● MATERIAL PROVIDED:
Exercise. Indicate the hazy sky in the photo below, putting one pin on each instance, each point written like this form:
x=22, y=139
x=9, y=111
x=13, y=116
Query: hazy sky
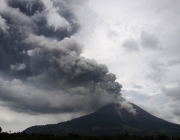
x=57, y=58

● PROMPT:
Transcribe the whole listing, character for character, but not its images.

● EXERCISE SOLUTION:
Exercise. Indicate the hazy sky in the photo below, putting one pin on each instance, each point written like this form:
x=22, y=139
x=9, y=111
x=13, y=116
Query: hazy sky
x=57, y=58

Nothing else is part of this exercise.